__Exercise text__.
----------
THE WANDERING EARTH
In Liu’s collection’s title story, an impending disaster of the earth’s sun unites the planet’s warring factions in a single task: propel the earth to a home in goldilocks orbit at the nearest star system, Alpha Centauri. The planet, in its thousands-of-years journey, will suffer endless environmental catastrophes. But will spaceship earth and humanity survive?
Other stories make this a blockbusting collection of super science, colliding-worlds space opera:
· “Mountain.” A large planetoid-like structure arrives on the oceans of earth. A great swimmer goes to meet the possibly intelligent life form inside. What is the history of the solid-rock sentience?
· “Sun of China.” This is the story of a common-boy-turned-adult-superhero by the name of Shui Wah, who comes to know the inventor of a silver, reflective sheet of material that is used in the highly ambitious China Sun Project to bring ecological transformations to parts of China that need it, and perhaps to the world at large. The mirror material is used to create a large solar reflector in space called the China Sun. The sun needs window/surface cleaners, like a skyscraper needs window cleaners. But after its use, can the China Sun be repurposed as a multigenerational space vessel? What does the window cleaner Shui Wah hope to accomplish?
· “Curse 5.0.” What hath the “Internet of Things” wrought? Computer viruses of different types will, of course, not only haunt and help to destroy civilization, but also alter any of our plans to prevent the inevitable transformation of all living beings.
· “The Micro-Era.” Eventually the ecosystem of earth will decay and die, and humanity will strive to reach the stars for habitable planets, to no avail. One ship returns, after its millennial-long journey, to earth, to find it inhabited and controlled by tiny “micro-humans.” How the micros came to survive transforms the one “macro-human” who has returned to earth.
· “Devourer.” Humanity meets a visitor from Epsilon Eridani who warns earth of the approach of a “planet eater” called the Devourer. The Captain, head of United Nation’s Security, tries to come up with a plan to defeat the civilization-destroying Devourer empire, until a Devourer ship arrives bearing its commander, “Faingsh,” whom humanity refers to as “Fangs.” Emissary Fangs says the Devourer ship, all 30,000-kilometers wide of it, will arrive, and they desire to carve humanity, nice carbon-based entities, into food. This incredible story of colliding worlds and super-science gets pretty space-opera-like, as the Captain comes up with a plan, one that he thinks is airtight. But destiny has other ideas in mind.
----------
__The task__.
Continue the piece on Liu's story collection The Wandering Earth, starting after its final sentence about the Devourer story.
----------
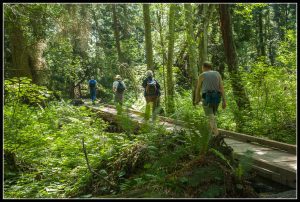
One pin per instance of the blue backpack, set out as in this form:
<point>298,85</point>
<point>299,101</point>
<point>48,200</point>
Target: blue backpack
<point>92,83</point>
<point>151,87</point>
<point>120,87</point>
<point>212,98</point>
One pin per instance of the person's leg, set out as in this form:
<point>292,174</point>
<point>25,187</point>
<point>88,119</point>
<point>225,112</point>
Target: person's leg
<point>147,111</point>
<point>213,124</point>
<point>209,112</point>
<point>94,95</point>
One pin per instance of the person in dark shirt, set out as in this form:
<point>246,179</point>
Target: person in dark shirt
<point>152,94</point>
<point>92,87</point>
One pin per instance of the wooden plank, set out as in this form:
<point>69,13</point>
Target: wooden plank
<point>244,147</point>
<point>273,164</point>
<point>243,137</point>
<point>247,138</point>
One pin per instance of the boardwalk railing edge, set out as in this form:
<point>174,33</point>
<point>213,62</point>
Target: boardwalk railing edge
<point>238,136</point>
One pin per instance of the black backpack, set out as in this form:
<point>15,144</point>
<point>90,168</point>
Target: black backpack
<point>120,87</point>
<point>151,88</point>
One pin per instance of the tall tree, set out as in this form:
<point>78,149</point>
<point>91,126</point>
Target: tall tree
<point>148,40</point>
<point>159,15</point>
<point>192,66</point>
<point>18,43</point>
<point>240,96</point>
<point>170,82</point>
<point>203,39</point>
<point>117,33</point>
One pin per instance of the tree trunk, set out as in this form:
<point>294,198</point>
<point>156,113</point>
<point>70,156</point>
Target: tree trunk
<point>203,39</point>
<point>117,34</point>
<point>19,49</point>
<point>147,24</point>
<point>192,65</point>
<point>38,63</point>
<point>170,83</point>
<point>240,96</point>
<point>162,44</point>
<point>261,44</point>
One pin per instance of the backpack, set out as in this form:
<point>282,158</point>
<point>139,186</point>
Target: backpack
<point>151,87</point>
<point>92,84</point>
<point>212,98</point>
<point>120,87</point>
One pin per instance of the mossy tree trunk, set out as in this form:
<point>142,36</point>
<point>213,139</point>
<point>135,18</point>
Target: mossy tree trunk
<point>170,82</point>
<point>148,40</point>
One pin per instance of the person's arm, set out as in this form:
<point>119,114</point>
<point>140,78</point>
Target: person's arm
<point>144,83</point>
<point>124,85</point>
<point>198,89</point>
<point>114,87</point>
<point>222,92</point>
<point>158,86</point>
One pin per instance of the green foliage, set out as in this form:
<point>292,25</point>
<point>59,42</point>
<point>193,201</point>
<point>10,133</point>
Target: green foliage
<point>23,90</point>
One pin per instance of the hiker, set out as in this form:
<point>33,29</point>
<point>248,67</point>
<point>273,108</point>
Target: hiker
<point>119,88</point>
<point>92,87</point>
<point>152,94</point>
<point>211,85</point>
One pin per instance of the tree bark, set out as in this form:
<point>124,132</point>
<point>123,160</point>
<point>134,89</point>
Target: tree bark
<point>170,83</point>
<point>19,50</point>
<point>147,24</point>
<point>261,45</point>
<point>240,96</point>
<point>117,34</point>
<point>192,65</point>
<point>162,44</point>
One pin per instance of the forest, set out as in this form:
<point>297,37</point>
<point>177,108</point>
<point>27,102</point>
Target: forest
<point>54,146</point>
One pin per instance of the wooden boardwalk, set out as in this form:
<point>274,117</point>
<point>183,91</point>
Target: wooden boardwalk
<point>273,160</point>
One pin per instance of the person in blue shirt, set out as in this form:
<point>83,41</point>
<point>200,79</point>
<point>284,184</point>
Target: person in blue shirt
<point>92,87</point>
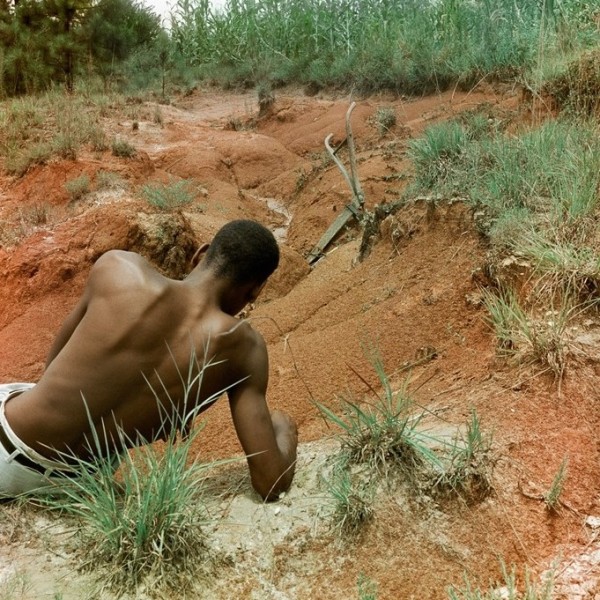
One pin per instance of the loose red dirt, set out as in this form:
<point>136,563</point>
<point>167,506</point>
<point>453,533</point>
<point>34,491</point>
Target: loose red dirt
<point>414,294</point>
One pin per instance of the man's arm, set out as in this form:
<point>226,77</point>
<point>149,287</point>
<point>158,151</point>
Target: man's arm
<point>269,440</point>
<point>68,327</point>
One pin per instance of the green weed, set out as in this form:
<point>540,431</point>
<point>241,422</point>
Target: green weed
<point>353,495</point>
<point>385,119</point>
<point>143,523</point>
<point>381,434</point>
<point>469,464</point>
<point>16,586</point>
<point>109,180</point>
<point>552,496</point>
<point>172,195</point>
<point>367,588</point>
<point>122,148</point>
<point>78,187</point>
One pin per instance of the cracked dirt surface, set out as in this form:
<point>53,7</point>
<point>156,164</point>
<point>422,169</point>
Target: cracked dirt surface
<point>415,291</point>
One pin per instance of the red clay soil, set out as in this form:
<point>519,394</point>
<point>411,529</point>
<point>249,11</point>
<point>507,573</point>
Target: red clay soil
<point>415,295</point>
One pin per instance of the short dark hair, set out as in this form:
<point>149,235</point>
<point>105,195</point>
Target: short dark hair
<point>243,251</point>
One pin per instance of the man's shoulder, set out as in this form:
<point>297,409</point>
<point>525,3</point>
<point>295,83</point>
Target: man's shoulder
<point>120,266</point>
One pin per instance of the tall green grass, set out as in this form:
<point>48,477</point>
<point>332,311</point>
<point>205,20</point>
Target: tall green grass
<point>142,523</point>
<point>406,46</point>
<point>536,194</point>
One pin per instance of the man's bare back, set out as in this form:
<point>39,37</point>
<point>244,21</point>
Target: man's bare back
<point>140,352</point>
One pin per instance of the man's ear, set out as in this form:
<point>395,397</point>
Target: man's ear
<point>256,290</point>
<point>199,255</point>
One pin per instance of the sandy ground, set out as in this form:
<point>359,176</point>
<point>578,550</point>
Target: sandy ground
<point>415,295</point>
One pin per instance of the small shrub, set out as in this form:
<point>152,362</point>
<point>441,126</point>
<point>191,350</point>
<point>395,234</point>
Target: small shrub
<point>158,116</point>
<point>353,495</point>
<point>78,187</point>
<point>367,588</point>
<point>469,468</point>
<point>109,180</point>
<point>385,118</point>
<point>382,434</point>
<point>171,195</point>
<point>507,589</point>
<point>122,148</point>
<point>36,214</point>
<point>266,99</point>
<point>145,521</point>
<point>98,139</point>
<point>552,496</point>
<point>65,145</point>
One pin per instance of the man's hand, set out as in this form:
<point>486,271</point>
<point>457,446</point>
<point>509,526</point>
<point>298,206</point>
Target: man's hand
<point>286,434</point>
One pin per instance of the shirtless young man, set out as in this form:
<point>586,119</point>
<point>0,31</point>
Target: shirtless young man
<point>120,356</point>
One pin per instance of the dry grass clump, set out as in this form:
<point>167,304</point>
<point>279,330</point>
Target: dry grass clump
<point>578,88</point>
<point>383,444</point>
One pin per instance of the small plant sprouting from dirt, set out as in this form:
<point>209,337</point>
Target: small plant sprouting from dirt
<point>577,90</point>
<point>158,116</point>
<point>143,525</point>
<point>266,99</point>
<point>468,472</point>
<point>536,334</point>
<point>353,494</point>
<point>382,442</point>
<point>170,196</point>
<point>507,588</point>
<point>385,119</point>
<point>78,187</point>
<point>552,496</point>
<point>122,148</point>
<point>107,180</point>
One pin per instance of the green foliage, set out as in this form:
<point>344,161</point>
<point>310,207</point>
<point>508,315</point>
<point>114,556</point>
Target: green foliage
<point>146,519</point>
<point>381,440</point>
<point>367,588</point>
<point>109,180</point>
<point>352,496</point>
<point>385,118</point>
<point>122,148</point>
<point>552,496</point>
<point>78,187</point>
<point>468,469</point>
<point>171,195</point>
<point>405,47</point>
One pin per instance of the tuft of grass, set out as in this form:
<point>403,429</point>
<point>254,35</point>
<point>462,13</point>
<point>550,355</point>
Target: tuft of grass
<point>469,466</point>
<point>172,195</point>
<point>122,148</point>
<point>507,589</point>
<point>78,187</point>
<point>385,119</point>
<point>109,180</point>
<point>158,116</point>
<point>352,495</point>
<point>552,496</point>
<point>539,336</point>
<point>15,586</point>
<point>142,524</point>
<point>381,434</point>
<point>367,588</point>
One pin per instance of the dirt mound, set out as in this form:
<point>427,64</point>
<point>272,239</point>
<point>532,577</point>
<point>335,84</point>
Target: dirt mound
<point>415,300</point>
<point>578,89</point>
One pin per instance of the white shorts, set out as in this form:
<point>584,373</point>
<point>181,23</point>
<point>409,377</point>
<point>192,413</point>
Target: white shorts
<point>22,469</point>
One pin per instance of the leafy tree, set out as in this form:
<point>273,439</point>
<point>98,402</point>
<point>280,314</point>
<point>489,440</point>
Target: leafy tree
<point>116,29</point>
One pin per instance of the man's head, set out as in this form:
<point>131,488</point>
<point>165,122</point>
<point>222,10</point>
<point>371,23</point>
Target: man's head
<point>244,252</point>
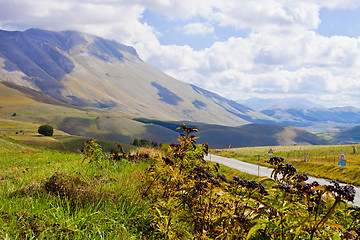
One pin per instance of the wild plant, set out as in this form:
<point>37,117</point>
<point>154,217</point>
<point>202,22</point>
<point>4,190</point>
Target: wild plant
<point>190,199</point>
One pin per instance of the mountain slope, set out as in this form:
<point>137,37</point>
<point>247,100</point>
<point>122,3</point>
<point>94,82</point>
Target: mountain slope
<point>247,135</point>
<point>262,103</point>
<point>88,71</point>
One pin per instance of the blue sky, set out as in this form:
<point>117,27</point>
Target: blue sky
<point>236,48</point>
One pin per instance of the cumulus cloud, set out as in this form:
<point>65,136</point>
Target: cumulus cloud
<point>282,54</point>
<point>197,29</point>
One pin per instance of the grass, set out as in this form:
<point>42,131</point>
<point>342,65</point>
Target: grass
<point>317,160</point>
<point>47,194</point>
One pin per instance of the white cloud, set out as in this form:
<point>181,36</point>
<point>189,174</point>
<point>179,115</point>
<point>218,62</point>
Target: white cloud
<point>197,29</point>
<point>281,55</point>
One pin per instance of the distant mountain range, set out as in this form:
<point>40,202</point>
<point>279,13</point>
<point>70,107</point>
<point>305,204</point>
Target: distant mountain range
<point>88,71</point>
<point>89,86</point>
<point>263,103</point>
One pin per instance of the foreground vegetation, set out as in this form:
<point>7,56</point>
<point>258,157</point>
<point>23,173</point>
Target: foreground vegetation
<point>164,193</point>
<point>318,161</point>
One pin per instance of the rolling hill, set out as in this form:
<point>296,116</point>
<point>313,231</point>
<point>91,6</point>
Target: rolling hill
<point>88,71</point>
<point>88,86</point>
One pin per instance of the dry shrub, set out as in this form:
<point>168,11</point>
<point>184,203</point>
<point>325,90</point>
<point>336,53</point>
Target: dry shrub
<point>77,191</point>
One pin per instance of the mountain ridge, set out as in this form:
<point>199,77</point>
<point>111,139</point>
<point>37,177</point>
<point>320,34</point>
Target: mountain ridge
<point>88,71</point>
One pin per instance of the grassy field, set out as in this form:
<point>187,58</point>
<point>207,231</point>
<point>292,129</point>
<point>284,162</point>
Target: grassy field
----------
__Answer area__.
· “Taking Care of God.” Suddenly thousands, perhaps millions, of spacecraft appear in the skies at once, lowering to the ground old, decrepit humans who purport to be the long-forgotten, speed-of-light, traveling and carefully life-suspended ancestors of humankind. They are on earth for one purpose: to peacefully live out their remaining days. But taking care of elders — who happen to have lost their knowledge of their own technology to the ravages of some 3,500 years — becomes a terrible burden to earth’s citizens. While these elder gods have saved humanity time and again, humanity has taken them for granted. This story is an allegory of elder care about our current situation on earth, people living long on next-to-nothing in the way of global and national resources. What are we to do with the elders among us?
· “With Her Eyes.” Technology has advanced so that we can see what others experience. For one terranaught on a voyage to the earth’s core, it is an open, green space she yearns to see, cramped up in her tomb of a world as the core-ship deals with a series of near-destruction accidents thousands of kilometers beneath the planet’s surface.
· “Cannonball.” Engineer Shen Huabei, diagnosed with terminal leukemia after his experiences in nuclear research, goes into hibernation until a cure can be found. He leaves behind a mother (Zhao Wenjia) to their son (Shen Yuan), who has ambitions as the inventor of the Antarctic Doorstep Project, a corridor straight through the center of the earth, from China to Antarctica, opening eco-industrial vistas for China and perhaps the rest of the world. When Huabei is revived and cured of his illness, a cadre of assassins capture and jail him, to make him pay for the doings of Yuan. Sentenced to die, Huabei is tossed into the tunnel, only to be rescued by police, but the voyage for Huabei is far from over.